-- start Provided text --

Chalk

Chalk is a soft, white, porous, sedimentary carbonate rock, a form of limestone composed of the mineral calcite. Calcite is an ionic salt called calcium carbonate or CaCO3. It forms under reasonably deep marine conditions from the gradual accumulation of minute calcite shells (coccoliths) shed from micro-organisms called coccolithophores. Flint (a type of chert) is very common as bands parallel to the bedding or as nodules embedded in chalk. It is probably derived from sponge spicules or other siliceous organisms as water is expelled upwards during compaction. Flint is often deposited around larger fossils such as Echinoidea which may be silicified (i.e. replaced molecule by molecule by flint).

Chalk
Sedimentary rock
The Needles, situated off the Isle of Wight, are part of the extensive Southern England Chalk Formation.
Composition
Calcite (calcium carbonate)

Chalk, as seen in Cretaceous deposits of Western Europe, is unusual among sedimentary limestones in the thickness of the beds. Most cliffs of chalk have very few obvious bedding planes unlike most thick sequences of limestone such as the Carboniferous Limestone or the Jurassic oolitic limestones. This may indicate very stable conditions over tens of millions of years.

"Nitzana Chalk curves" situated at Western Negev, Israel, are chalk deposits formed in the Mesozoic era's Tethys Ocean

Chalk has greater resistance to weathering and slumping than the clays with which it is usually associated, thus forming tall, steep cliffs where chalk ridges meet the sea. Chalk hills, known as chalk downland, usually form where bands of chalk reach the surface at an angle, so forming a scarp slope. Because chalk is well jointed it can hold a large volume of ground water, providing a natural reservoir that releases water slowly through dry seasons.

-- end Provided text --

What to produce — Carry on the passage about chalk, starting right after its final sentence.

-- start Provided information --

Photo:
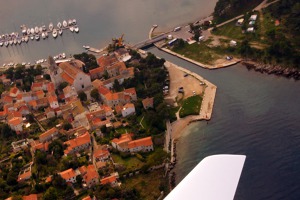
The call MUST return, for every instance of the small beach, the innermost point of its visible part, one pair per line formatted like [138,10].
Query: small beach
[193,83]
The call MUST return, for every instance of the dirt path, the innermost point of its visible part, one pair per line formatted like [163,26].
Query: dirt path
[193,81]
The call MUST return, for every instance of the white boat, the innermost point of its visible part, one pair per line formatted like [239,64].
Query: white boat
[36,29]
[65,23]
[54,33]
[76,28]
[60,31]
[24,30]
[51,26]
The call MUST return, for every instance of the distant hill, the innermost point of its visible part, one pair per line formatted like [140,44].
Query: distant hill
[226,9]
[288,12]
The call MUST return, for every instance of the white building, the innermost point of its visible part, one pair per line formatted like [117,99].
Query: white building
[143,144]
[128,109]
[70,72]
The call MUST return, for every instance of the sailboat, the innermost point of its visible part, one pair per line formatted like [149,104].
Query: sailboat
[76,28]
[51,26]
[60,31]
[65,23]
[54,33]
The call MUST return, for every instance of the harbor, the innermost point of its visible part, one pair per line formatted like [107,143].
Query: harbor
[38,32]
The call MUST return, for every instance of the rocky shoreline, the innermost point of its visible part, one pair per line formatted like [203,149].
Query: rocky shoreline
[273,69]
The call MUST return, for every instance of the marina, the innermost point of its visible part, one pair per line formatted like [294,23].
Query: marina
[38,32]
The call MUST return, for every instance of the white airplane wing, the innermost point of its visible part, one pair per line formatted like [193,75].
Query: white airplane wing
[214,178]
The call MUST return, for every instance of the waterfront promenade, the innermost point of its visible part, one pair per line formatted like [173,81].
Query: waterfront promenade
[224,63]
[207,102]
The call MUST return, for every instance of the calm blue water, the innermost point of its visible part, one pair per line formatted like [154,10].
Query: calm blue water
[256,115]
[99,21]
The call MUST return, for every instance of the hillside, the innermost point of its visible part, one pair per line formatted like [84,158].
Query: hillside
[226,9]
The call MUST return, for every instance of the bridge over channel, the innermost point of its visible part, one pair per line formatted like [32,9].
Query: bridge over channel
[149,42]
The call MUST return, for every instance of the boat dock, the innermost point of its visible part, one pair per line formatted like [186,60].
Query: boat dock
[38,32]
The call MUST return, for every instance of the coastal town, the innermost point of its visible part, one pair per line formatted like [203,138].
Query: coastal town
[104,124]
[72,131]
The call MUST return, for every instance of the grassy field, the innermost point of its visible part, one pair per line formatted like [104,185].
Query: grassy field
[199,52]
[148,185]
[191,106]
[230,30]
[131,163]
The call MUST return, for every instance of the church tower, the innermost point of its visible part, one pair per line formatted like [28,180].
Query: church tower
[54,71]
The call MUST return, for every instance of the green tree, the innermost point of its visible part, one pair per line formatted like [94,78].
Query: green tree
[79,179]
[50,194]
[63,85]
[57,148]
[117,87]
[67,126]
[82,96]
[47,77]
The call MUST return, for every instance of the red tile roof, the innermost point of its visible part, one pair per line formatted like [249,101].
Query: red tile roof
[90,174]
[36,85]
[15,121]
[97,70]
[24,176]
[72,71]
[128,105]
[14,91]
[68,174]
[148,102]
[30,197]
[123,139]
[99,153]
[67,78]
[48,133]
[130,91]
[52,99]
[108,180]
[103,90]
[51,87]
[87,198]
[39,93]
[79,141]
[105,61]
[7,99]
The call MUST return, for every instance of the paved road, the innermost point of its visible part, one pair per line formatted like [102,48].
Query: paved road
[262,5]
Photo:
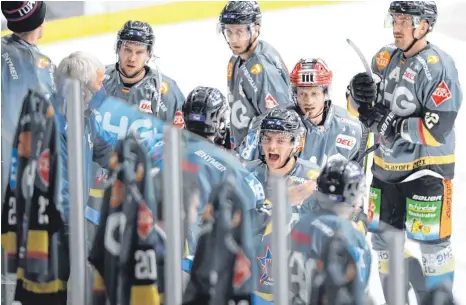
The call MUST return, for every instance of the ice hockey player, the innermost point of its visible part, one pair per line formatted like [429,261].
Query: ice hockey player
[280,135]
[206,114]
[410,102]
[257,78]
[329,259]
[133,80]
[330,131]
[24,67]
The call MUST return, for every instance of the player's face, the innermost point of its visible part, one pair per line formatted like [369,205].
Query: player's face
[133,57]
[311,100]
[238,36]
[277,148]
[402,30]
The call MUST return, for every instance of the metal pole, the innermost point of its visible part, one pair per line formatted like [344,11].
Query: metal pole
[76,182]
[279,241]
[396,266]
[172,216]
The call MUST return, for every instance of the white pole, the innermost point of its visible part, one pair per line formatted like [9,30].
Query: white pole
[76,191]
[172,215]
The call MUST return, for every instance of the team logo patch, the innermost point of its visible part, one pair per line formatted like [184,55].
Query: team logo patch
[409,75]
[256,69]
[43,167]
[270,102]
[229,71]
[433,59]
[382,59]
[145,221]
[441,94]
[145,106]
[178,121]
[164,88]
[43,62]
[345,142]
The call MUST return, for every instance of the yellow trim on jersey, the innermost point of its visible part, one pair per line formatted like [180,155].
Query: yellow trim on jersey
[408,166]
[164,13]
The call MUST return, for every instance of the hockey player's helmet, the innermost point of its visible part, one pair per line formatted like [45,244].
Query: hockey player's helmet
[311,72]
[342,181]
[241,12]
[136,31]
[283,121]
[419,10]
[205,111]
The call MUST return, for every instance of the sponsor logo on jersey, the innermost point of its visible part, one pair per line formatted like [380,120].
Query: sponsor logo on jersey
[382,59]
[242,270]
[145,221]
[229,71]
[270,102]
[256,69]
[346,142]
[433,59]
[43,62]
[178,121]
[43,167]
[441,94]
[265,261]
[164,88]
[145,106]
[409,75]
[13,169]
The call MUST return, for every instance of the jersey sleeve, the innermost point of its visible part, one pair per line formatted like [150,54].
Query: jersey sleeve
[440,94]
[266,88]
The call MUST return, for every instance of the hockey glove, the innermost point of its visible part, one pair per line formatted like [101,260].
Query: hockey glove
[364,88]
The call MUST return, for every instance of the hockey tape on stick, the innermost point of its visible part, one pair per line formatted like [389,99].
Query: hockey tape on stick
[362,154]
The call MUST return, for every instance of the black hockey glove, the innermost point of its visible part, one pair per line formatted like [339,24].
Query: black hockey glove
[364,88]
[379,119]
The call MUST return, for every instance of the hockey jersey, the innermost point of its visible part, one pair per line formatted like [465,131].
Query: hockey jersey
[127,244]
[34,234]
[155,94]
[255,85]
[339,137]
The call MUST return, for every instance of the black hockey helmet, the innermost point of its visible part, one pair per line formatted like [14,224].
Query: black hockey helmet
[137,31]
[205,111]
[241,12]
[342,181]
[419,10]
[283,120]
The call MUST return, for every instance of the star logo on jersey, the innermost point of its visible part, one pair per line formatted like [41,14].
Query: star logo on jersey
[441,94]
[145,221]
[265,261]
[242,270]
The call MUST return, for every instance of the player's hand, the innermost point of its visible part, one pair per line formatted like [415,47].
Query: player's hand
[364,88]
[298,193]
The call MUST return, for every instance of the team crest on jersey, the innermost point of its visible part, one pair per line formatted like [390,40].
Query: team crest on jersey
[270,102]
[178,121]
[433,59]
[43,167]
[242,270]
[441,94]
[266,262]
[145,221]
[382,59]
[229,71]
[43,62]
[164,88]
[256,69]
[145,106]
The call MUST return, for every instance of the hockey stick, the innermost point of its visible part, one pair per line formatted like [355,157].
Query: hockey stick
[363,153]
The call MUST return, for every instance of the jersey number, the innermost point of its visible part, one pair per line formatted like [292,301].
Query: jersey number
[146,266]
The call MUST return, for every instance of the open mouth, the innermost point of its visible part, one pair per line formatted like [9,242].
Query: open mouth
[274,157]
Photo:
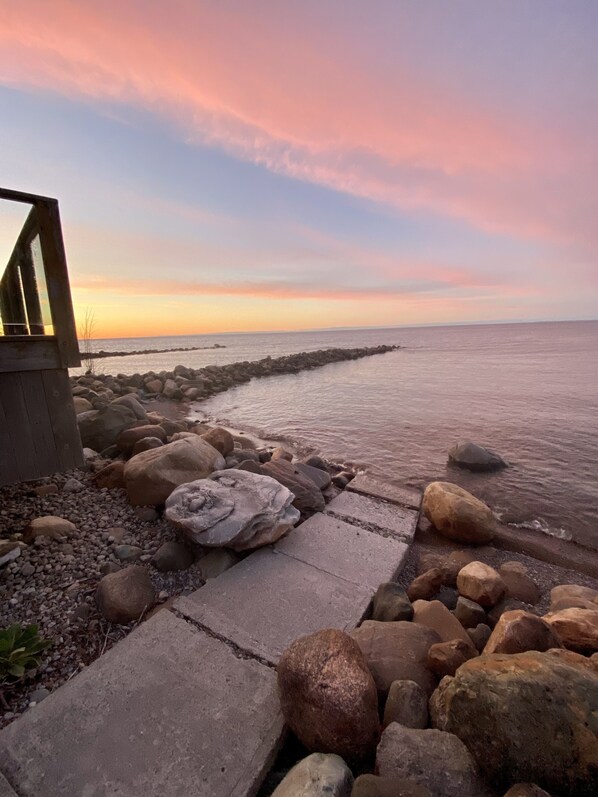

-- end Provided information --

Result for this exercise —
Mining

Former underground chalk mine in Meudon, France

Chalk is mined from chalk deposits both above ground and underground. Chalk mining boomed during the Industrial Revolution, due to the need for chalk products such as quicklime and bricks. Some abandoned chalk mines remain tourist destinations due to their massive expanse and natural beauty.

Deposits

The Chalk Group is a European stratigraphic unit deposited during the late Cretaceous Period. It forms the famous White Cliffs of Dover in Kent, England, as well as their counterparts of the Cap Blanc Nez on the other side of the Dover Strait. The Champagne region of France is mostly underlain by chalk deposits, which contain artificial caves used for wine storage. Some of the highest chalk cliffs in the world occur at Jasmund National Park in Germany and at Møns Klint in Denmark – both once formed a single island.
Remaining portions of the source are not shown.